(Dataset entries)
[START]

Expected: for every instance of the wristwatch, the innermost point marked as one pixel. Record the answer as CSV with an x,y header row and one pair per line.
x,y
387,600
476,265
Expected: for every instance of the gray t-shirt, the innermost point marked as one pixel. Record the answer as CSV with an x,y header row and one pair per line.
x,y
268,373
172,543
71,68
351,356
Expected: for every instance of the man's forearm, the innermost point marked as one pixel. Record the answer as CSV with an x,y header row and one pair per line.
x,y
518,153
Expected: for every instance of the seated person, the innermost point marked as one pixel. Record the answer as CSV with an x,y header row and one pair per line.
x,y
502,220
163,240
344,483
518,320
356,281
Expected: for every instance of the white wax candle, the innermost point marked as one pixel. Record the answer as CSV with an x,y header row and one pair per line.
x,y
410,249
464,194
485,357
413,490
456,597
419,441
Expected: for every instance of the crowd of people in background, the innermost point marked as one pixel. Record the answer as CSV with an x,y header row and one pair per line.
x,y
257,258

[END]

_TASK BRIEF_:
Reproduce every row above with "one pixel" replaced by "a single pixel" and every other part left unchanged.

_REPLY_:
Expected: for every instance of the wristwatch, the innermost point marked as a single pixel. Record the answer as CSV with an x,y header row and one pair per line.
x,y
387,600
476,265
Expected: for every instance of the gray t-shirt, the innermost point marked as a single pixel. Record the answer as CSV with an x,y header row and one pair per line.
x,y
268,373
172,543
71,68
351,356
Expected: for every instance of the man's forearm, the innermost point marked as a single pixel. Record the answer as CSV with an x,y header row and one pair per line.
x,y
518,153
Expected: for every instance of the seated person, the innermost point marked as a single pixel. Record the answer as CSV with an x,y header row and one pair per line.
x,y
502,220
163,240
344,483
518,320
356,281
Expected: for every instance of the white wax candle, the innermost point marked as a single pixel. Record the answer as CSV with an x,y header row and one pair per line.
x,y
410,249
464,194
485,357
413,490
456,597
419,441
Expected: for every instance of the crowd of people in background, the innermost point marked as a single pixel. Record the answer as CSV with an x,y header row and one pair per line.
x,y
257,258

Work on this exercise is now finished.